## [WRITTEN TASK]
Write out every one of the items below word for word, but leave the pictures out of your copy.

[Begin]

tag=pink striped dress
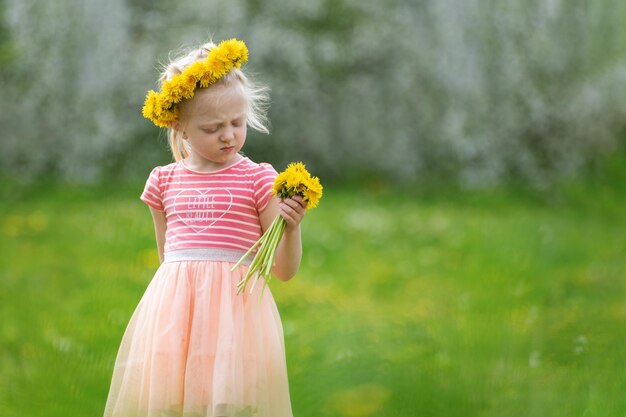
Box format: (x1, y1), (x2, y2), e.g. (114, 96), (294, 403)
(104, 157), (293, 417)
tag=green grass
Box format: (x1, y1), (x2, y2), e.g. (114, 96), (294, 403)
(0, 163), (626, 417)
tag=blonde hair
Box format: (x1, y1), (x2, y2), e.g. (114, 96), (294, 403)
(159, 41), (270, 161)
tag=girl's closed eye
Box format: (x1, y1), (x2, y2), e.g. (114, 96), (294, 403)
(202, 126), (220, 133)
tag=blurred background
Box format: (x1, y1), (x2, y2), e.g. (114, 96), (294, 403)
(0, 0), (626, 417)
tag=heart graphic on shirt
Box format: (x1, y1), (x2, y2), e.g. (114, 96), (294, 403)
(173, 188), (233, 233)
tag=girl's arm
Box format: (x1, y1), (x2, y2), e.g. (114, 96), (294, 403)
(260, 196), (306, 281)
(148, 206), (166, 263)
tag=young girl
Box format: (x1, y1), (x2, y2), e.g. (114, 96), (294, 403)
(104, 39), (306, 417)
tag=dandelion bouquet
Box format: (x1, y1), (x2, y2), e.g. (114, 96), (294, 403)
(231, 162), (322, 294)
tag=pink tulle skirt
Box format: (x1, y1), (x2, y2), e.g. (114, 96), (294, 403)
(104, 250), (293, 417)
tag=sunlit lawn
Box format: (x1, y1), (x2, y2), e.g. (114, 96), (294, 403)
(0, 162), (626, 417)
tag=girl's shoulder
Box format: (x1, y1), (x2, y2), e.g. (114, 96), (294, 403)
(242, 156), (276, 175)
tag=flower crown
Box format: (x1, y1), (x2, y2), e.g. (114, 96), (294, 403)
(143, 39), (248, 127)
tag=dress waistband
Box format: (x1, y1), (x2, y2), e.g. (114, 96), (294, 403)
(163, 248), (255, 265)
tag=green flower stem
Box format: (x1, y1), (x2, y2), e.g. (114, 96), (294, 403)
(231, 215), (286, 294)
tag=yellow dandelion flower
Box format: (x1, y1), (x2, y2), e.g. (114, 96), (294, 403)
(231, 162), (322, 295)
(142, 39), (248, 127)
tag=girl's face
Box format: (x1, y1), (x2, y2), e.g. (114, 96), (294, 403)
(181, 83), (247, 170)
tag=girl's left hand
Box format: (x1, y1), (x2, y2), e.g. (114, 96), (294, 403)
(278, 195), (306, 229)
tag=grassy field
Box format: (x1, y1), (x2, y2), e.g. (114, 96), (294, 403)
(0, 161), (626, 417)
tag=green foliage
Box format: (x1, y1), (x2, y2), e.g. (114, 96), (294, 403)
(0, 158), (626, 417)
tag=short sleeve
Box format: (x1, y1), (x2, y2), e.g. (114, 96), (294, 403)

[End]

## [ANSWER TO THIS EXERCISE]
tag=pink striped dress
Box format: (x1, y1), (x2, y2), e.g. (114, 96), (294, 403)
(104, 157), (293, 417)
tag=green grass
Box format: (x1, y1), (x2, y2), e.g. (114, 96), (294, 403)
(0, 163), (626, 417)
tag=blonde hair
Box format: (x1, y1), (x2, y2), e.g. (114, 96), (294, 403)
(159, 41), (270, 161)
tag=girl's closed eye
Box format: (x1, y1), (x2, y2), e.g. (114, 96), (294, 403)
(202, 126), (220, 133)
tag=blurred background
Box format: (x1, y1), (x2, y2), e.g. (114, 96), (294, 403)
(0, 0), (626, 417)
tag=heart graphic on shirt
Box format: (x1, y1), (x2, y2), e.g. (114, 96), (294, 403)
(173, 188), (233, 233)
tag=girl's arm
Box format: (x1, y1), (x2, y2), e.g. (114, 96), (294, 403)
(260, 196), (306, 281)
(148, 206), (166, 263)
tag=young girl
Box format: (x1, y1), (x2, y2), e.g. (114, 96), (294, 403)
(104, 39), (306, 417)
tag=dandelion bouquet
Box format: (x1, y1), (x2, y2), e.g. (114, 96), (294, 403)
(231, 162), (322, 294)
tag=pink tulle skirt
Box format: (x1, y1), (x2, y2), e.g. (114, 96), (294, 403)
(104, 250), (293, 417)
tag=sunlit lawn
Box format: (x1, y1), (x2, y2), e.g. (114, 96), (294, 403)
(0, 162), (626, 417)
tag=girl's shoulder
Box format: (x1, y1), (x2, y2), e.g. (114, 96), (294, 403)
(242, 156), (276, 175)
tag=flower crown
Box format: (x1, y1), (x2, y2), e.g. (114, 96), (294, 403)
(143, 39), (248, 127)
tag=dress waistband
Box format: (x1, y1), (x2, y2), e.g. (114, 96), (294, 403)
(163, 248), (255, 265)
tag=green flower stem
Box format: (x1, y1), (x2, y2), e.g. (114, 96), (294, 403)
(231, 215), (286, 294)
tag=yellow dandelion flower
Box format: (x1, y1), (x2, y2), e.g. (114, 96), (294, 403)
(231, 162), (322, 295)
(142, 39), (248, 127)
tag=girl's face
Box format: (x1, y1), (x2, y2), e.g. (114, 96), (294, 403)
(181, 83), (247, 170)
tag=girl's left hand
Box format: (x1, y1), (x2, y2), e.g. (114, 96), (294, 403)
(278, 195), (306, 229)
tag=grassy field
Box format: (x1, y1), (x2, y2), e.g. (114, 96), (294, 403)
(0, 161), (626, 417)
tag=green foliage
Box format: (x1, y1), (x2, y2), e.g. (114, 96), (294, 403)
(0, 158), (626, 417)
tag=short sleeve
Box format: (x1, y1), (x2, y2), e.g. (114, 96), (294, 403)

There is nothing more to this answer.